▶ ÉNONCÉ DE LA TÂCHE
Veuillez recopier à l'identique, dans l'extrait sur les fonds de dotation de Marseille, le passage qui s'ouvre sur les mots « Une disparité qui » et se termine par « renchérit Bernard Jacquier. ».

Ville de Marseille : l'art au fond des dotations

9,4 millions d'euros. C'est la somme réunie à ce jour par les fonds de dotation de la ville de Marseille, créés pour "booster" sa politique culturelle en favorisant les dons des entreprises privées. Avec la volonté affichée de surfer sur la notoriété de Marseille-Provence 2013, capitale européenne de la culture. Cette belle somme cache cependant des disparités fondamentales. Sur ces 9,4 millions d'euros, la part de l'art est réduite à peau de chagrin : 600 000 euros seulement recueillis par le fond de dotation Marseille Art 2013-2020.

Une disparité qui ne doit rien au hasard puisque, de l'aveu même de Bernard Jacquier, président de l'association qui gère les deux fonds de dotations : la mairie a volontairement favorisé le second, Marseille Patrimoine 2013-2020, afin de rattraper un retard criant en terme de rénovation du patrimoine architectural et se tenir près pour Marseille Provence 2013 (voir la liste des principaux chantiers aidés [1]). "Un retard accumulé de longue date, toutes municipalités confondues", renchérit Bernard Jacquier.

▶ DONNÉES FOURNIES
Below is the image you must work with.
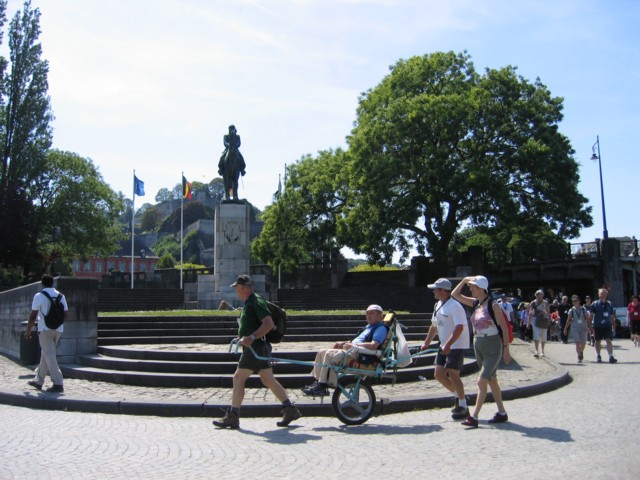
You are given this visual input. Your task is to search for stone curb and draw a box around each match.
[0,359,571,418]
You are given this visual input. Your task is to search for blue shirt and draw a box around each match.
[591,300,613,327]
[351,322,388,346]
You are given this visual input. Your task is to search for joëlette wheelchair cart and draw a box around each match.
[229,312,437,425]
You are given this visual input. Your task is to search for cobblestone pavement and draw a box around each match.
[0,340,558,405]
[0,340,640,480]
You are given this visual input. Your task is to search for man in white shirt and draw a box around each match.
[498,293,517,326]
[24,275,69,393]
[420,278,469,420]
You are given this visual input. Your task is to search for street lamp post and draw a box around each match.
[591,135,609,240]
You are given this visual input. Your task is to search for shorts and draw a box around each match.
[532,325,547,342]
[435,348,464,371]
[238,339,271,373]
[473,335,502,380]
[593,326,613,342]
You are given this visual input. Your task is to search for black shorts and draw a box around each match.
[435,348,464,371]
[238,339,271,373]
[593,326,613,342]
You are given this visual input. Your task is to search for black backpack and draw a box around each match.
[265,301,287,343]
[42,290,64,330]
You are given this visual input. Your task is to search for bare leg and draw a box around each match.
[231,368,253,408]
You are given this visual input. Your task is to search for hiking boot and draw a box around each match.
[489,412,509,423]
[212,410,240,428]
[276,405,302,427]
[302,382,329,397]
[27,380,42,390]
[462,415,478,428]
[451,405,469,420]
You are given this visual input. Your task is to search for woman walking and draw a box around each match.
[451,275,511,428]
[564,295,593,363]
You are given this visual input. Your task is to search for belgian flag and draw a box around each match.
[182,175,191,200]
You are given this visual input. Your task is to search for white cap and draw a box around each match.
[427,278,451,290]
[469,275,489,291]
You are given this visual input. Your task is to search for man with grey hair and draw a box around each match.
[420,278,469,420]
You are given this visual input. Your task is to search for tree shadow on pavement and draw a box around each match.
[492,422,574,443]
[239,425,322,445]
[314,424,442,435]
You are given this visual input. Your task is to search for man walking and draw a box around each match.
[591,288,618,363]
[420,278,469,420]
[213,275,301,428]
[24,275,69,393]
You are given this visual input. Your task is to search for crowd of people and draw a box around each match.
[510,288,640,363]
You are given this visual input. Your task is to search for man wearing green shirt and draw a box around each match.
[213,275,301,428]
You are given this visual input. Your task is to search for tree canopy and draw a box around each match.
[257,52,592,274]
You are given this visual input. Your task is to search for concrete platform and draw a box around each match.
[0,340,570,417]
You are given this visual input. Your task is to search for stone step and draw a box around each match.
[61,358,477,388]
[77,352,434,375]
[98,330,426,345]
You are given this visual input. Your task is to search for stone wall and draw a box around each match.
[0,277,98,363]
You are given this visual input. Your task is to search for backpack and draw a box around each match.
[473,297,513,343]
[42,290,64,330]
[265,301,287,343]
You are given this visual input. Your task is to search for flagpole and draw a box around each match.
[180,172,185,290]
[131,169,136,290]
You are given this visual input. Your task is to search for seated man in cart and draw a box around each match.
[302,305,389,397]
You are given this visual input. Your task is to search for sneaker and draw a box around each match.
[489,412,509,423]
[27,380,42,390]
[462,415,478,428]
[302,382,329,397]
[211,410,240,428]
[276,405,302,427]
[451,405,469,420]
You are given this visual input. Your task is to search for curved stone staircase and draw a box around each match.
[61,313,477,388]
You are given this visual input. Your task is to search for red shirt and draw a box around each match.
[627,302,640,322]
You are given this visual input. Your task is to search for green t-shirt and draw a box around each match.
[238,293,271,337]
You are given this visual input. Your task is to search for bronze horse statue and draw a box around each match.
[218,125,246,201]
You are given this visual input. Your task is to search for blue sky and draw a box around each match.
[5,0,640,258]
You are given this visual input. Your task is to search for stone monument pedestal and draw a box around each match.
[198,202,265,309]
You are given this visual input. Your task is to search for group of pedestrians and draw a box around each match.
[25,275,640,428]
[517,288,624,363]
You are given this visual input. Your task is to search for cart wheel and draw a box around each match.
[331,377,376,425]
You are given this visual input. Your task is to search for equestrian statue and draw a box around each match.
[218,125,247,202]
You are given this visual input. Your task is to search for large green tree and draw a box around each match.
[343,52,591,270]
[32,150,124,276]
[251,149,347,270]
[257,52,592,268]
[0,0,53,272]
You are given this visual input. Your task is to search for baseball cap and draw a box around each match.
[469,275,489,291]
[427,278,451,290]
[231,275,253,287]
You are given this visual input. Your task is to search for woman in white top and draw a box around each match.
[451,275,511,428]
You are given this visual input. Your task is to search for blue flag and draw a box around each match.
[133,175,144,197]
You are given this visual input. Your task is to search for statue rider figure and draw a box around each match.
[218,125,246,200]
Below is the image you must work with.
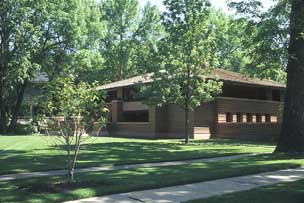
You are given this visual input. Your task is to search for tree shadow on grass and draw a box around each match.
[0,140,274,174]
[0,155,300,202]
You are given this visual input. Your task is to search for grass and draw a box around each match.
[0,155,304,203]
[0,136,274,174]
[187,180,304,203]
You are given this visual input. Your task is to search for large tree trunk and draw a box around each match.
[9,81,27,132]
[185,104,190,144]
[275,0,304,153]
[0,74,7,133]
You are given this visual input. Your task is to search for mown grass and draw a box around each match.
[187,177,304,203]
[0,155,304,203]
[0,136,274,174]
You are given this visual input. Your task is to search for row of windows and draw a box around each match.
[226,112,277,123]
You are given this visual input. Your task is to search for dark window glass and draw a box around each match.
[256,113,262,123]
[246,113,253,123]
[272,90,281,101]
[236,113,243,123]
[265,114,271,123]
[226,112,233,123]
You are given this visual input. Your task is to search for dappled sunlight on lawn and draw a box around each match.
[0,136,273,174]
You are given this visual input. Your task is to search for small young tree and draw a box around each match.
[142,0,222,143]
[42,76,107,182]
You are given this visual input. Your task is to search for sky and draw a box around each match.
[139,0,273,13]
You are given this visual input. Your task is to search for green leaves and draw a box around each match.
[41,75,108,126]
[142,0,222,110]
[101,0,162,80]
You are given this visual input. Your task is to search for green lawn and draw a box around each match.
[187,180,304,203]
[0,136,274,174]
[0,155,304,203]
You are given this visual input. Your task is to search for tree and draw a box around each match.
[275,0,304,153]
[142,0,222,143]
[229,0,290,82]
[0,0,103,133]
[100,0,162,80]
[40,75,107,182]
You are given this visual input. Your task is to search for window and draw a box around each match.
[272,90,281,101]
[265,114,271,123]
[236,113,243,123]
[246,113,253,123]
[106,91,117,102]
[226,112,233,123]
[256,113,262,123]
[122,111,149,122]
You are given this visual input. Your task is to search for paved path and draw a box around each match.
[66,168,304,203]
[0,154,252,182]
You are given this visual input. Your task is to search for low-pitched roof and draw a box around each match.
[98,69,286,90]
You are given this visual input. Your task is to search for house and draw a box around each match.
[98,69,285,139]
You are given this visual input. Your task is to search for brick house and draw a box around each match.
[99,69,285,139]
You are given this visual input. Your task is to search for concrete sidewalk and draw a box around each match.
[66,168,304,203]
[0,154,252,182]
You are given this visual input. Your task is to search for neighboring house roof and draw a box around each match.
[98,69,286,90]
[30,72,49,84]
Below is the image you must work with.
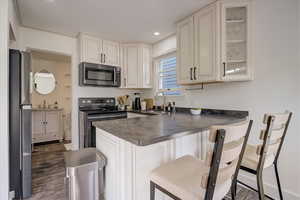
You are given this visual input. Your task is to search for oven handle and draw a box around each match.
[114,67,118,85]
[87,113,127,120]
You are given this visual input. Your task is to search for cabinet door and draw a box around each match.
[141,47,152,88]
[46,111,61,140]
[102,40,120,66]
[81,36,102,64]
[124,45,140,88]
[220,0,252,81]
[177,17,194,84]
[32,111,46,143]
[193,5,217,83]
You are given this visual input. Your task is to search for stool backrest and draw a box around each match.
[256,111,292,169]
[201,120,252,200]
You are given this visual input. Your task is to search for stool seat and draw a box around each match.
[150,156,231,200]
[241,145,275,171]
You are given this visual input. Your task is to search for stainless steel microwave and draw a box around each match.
[79,62,121,87]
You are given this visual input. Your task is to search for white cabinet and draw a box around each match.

▶ RÉPONSE PROPOSÉE
Une disparité qui ne doit rien au hasard puisque, de l'aveu même de Bernard Jacquier, président de l'association qui gère les deux fonds de dotations : la mairie a volontairement favorisé le second, Marseille Patrimoine 2013-2020, afin de rattraper un retard criant en terme de rénovation du patrimoine architectural et se tenir près pour Marseille Provence 2013 (voir la liste des principaux chantiers aidés [1]). "Un retard accumulé de longue date, toutes municipalités confondues", renchérit Bernard Jacquier.